WHAT IS REQUIRED:
Take the listing and print it in full, exactly as given.

Location annotation dataset excerpts:
((
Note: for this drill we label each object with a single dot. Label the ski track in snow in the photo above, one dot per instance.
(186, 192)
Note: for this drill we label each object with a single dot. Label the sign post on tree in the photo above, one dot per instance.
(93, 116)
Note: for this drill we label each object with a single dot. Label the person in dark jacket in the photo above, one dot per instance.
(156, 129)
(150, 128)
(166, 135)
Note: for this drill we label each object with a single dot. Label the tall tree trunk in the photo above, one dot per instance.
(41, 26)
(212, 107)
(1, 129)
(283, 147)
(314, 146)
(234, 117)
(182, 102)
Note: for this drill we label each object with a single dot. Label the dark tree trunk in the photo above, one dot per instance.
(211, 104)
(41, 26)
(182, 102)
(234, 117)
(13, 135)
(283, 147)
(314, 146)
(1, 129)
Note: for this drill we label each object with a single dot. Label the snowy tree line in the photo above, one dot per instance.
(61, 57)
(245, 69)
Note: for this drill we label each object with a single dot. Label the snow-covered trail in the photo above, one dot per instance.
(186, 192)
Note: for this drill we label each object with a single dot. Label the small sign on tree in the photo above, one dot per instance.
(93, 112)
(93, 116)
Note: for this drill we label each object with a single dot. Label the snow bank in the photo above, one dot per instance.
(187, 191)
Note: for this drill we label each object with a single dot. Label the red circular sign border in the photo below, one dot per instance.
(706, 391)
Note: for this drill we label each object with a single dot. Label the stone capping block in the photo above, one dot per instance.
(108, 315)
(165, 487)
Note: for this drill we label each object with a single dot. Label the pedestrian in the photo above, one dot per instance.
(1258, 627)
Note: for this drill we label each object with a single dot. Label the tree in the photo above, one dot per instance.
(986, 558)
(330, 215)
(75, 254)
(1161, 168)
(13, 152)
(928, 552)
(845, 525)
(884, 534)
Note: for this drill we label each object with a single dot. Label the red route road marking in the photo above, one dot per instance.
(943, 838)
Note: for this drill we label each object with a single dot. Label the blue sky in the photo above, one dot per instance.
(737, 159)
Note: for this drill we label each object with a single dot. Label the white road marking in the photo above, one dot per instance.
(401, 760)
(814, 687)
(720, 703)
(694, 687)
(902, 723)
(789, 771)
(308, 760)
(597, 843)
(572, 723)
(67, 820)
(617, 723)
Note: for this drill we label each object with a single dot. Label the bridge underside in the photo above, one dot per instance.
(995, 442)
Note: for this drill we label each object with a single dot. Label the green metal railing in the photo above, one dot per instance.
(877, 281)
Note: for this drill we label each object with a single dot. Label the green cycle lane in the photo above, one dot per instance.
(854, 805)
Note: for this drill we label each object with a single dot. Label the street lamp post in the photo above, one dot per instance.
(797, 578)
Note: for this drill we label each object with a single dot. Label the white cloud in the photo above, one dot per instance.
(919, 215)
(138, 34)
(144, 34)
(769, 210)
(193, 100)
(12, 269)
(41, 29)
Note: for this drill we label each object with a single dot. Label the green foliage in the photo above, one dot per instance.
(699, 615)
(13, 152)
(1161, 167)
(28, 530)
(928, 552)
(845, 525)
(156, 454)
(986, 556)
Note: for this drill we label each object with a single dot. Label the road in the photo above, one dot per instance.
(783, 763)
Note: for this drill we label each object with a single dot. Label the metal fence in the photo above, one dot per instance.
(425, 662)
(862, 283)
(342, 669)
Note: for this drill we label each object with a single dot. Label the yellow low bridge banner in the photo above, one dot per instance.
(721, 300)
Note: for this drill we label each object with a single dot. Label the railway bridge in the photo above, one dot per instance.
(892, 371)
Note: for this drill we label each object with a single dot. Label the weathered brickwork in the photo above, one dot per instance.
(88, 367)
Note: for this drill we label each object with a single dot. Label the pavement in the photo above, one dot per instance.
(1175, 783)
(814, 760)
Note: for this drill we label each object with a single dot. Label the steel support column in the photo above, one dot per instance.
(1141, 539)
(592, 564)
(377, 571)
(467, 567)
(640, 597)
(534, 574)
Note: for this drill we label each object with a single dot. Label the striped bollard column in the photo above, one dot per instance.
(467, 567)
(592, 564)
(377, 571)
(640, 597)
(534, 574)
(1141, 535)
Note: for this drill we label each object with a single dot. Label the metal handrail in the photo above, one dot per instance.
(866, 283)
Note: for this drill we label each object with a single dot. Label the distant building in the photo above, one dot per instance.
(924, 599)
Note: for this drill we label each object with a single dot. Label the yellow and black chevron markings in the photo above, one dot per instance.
))
SOLUTION TO THE EXERCISE:
Note: for this drill we label each object with a single dot. Label the ski track in snow in the photo above, one dot per instance.
(186, 192)
Note: for this drill we label each object with a single dot. Label the sign post on tree in the photo above, one dot per instance.
(93, 116)
Note: for this drill we label each object with a single dot. Label the person in dark jacket in the photo above, one dot per instance.
(156, 129)
(150, 128)
(166, 135)
Note: for this drill we label each object with a single dot. Label the tall tree trunk in the photo above, one dot per instance.
(41, 26)
(212, 107)
(1, 129)
(283, 147)
(314, 146)
(234, 117)
(182, 102)
Note: for this drill we label each object with a single dot. Label the dark tree trunk in the photo above, one dot per instance.
(211, 104)
(41, 26)
(182, 102)
(234, 117)
(13, 135)
(283, 147)
(314, 146)
(1, 129)
Note: for this drill we label each object with a single dot. Label the snowy tree line in the photo above, one dot per instance.
(61, 57)
(245, 69)
Note: for this drill we label each object with a single dot. Label the snow-covered trail in the photo above, one dot per instance.
(186, 192)
Note: for this drill we label each object with a single dot. Label the small sign on tree in the photo above, one dot per instance.
(93, 112)
(93, 116)
Note: for this drill we label each object with a single dot. Label the snow bank in the photo above, one dot per instance.
(187, 191)
Note: for this drill we label each object with a single dot. Label the red circular sign border in the photo below, one dot per instance.
(706, 391)
Note: for this drill we label each object with a single dot. Label the stone capping block in the photo above, one dot per instance.
(108, 315)
(165, 487)
Note: for this drill we label each object with a single dot. Label the pedestrian in the photo above, one dot per instance.
(1258, 627)
Note: for this drill we label each object with a single dot. Label the tree in the photo above, one dot per instance.
(986, 558)
(330, 215)
(75, 254)
(1161, 168)
(13, 152)
(928, 552)
(845, 525)
(884, 534)
Note: for this drill we label each object with a single dot. Label the red route road marking in the photo above, one dot per instance.
(943, 838)
Note: for this drill we label each object with a single dot. Label the blue sky in the photo above, one dot per instance.
(737, 159)
Note: for this drill we label each object with a single dot. Label the white road marking in the photo above, one dot per instance.
(401, 760)
(814, 687)
(720, 703)
(694, 687)
(902, 723)
(789, 771)
(308, 760)
(597, 843)
(572, 723)
(67, 820)
(617, 723)
Note: for this drill we label each object with a single dot. Label the bridge underside in the photo above, one dot per instance.
(995, 442)
Note: for this drill we label each object with a single dot. Label the green metal railing in the photo above, one dot per instance.
(877, 281)
Note: for this drill we label each object with a single dot. Label the green cycle lane in the photo above, one dot per instance.
(854, 805)
Note: for this drill we label each object with a single dot. Label the street lamp post in the photo above, one dot per instance.
(797, 578)
Note: for this drill we label each object with a single dot. Label the white cloud in the photo above, one dot per instance.
(919, 215)
(138, 34)
(144, 34)
(769, 210)
(193, 100)
(12, 269)
(41, 29)
Note: for this drill we label each object with a single dot. Label the green foliage in the photo above, one dot per instance.
(699, 615)
(13, 152)
(1161, 167)
(28, 530)
(928, 552)
(845, 525)
(156, 454)
(986, 556)
Note: for this drill we label each object with a single dot. Label the road in the photo above, one dot per instance.
(783, 763)
Note: for this drill we label each object with a single dot. Label the metal fence in the photo above, one dot per instance.
(425, 662)
(862, 283)
(342, 669)
Note: for this drill we label each object with a single dot. Label the yellow low bridge banner in the photo above, one dot per instance.
(721, 300)
Note: for this drill we label each object with a single dot. Label the railway bridge in the photo above, one dot per instance.
(892, 371)
Note: for this drill we label each object with a single dot. Label the weathered brickwork in the photo above, one dot per instance.
(88, 367)
Note: for this drill we label each object with a single dot. Label the pavement in the photo above, one dot per instance.
(1175, 783)
(814, 760)
Note: for this drill we label each object with a single dot. Label the steel support column in the photo above, one dot per instance.
(1141, 539)
(592, 564)
(377, 571)
(467, 567)
(640, 597)
(534, 574)
Note: for this drill we label each object with a single dot. Label the striped bollard column in the photo above, one dot per instance.
(467, 567)
(592, 564)
(377, 571)
(640, 597)
(534, 574)
(1141, 535)
Note: for this drill we label each object with a single dot. Label the metal handrail in the photo above, one dot per instance.
(866, 283)
Note: for this drill we label each object with a single dot. Label the distant building in the photo above, one dot per instance.
(924, 599)
Note: for this drill we label each object with a single dot. Label the yellow and black chevron markings in the photo above, one dot per instance.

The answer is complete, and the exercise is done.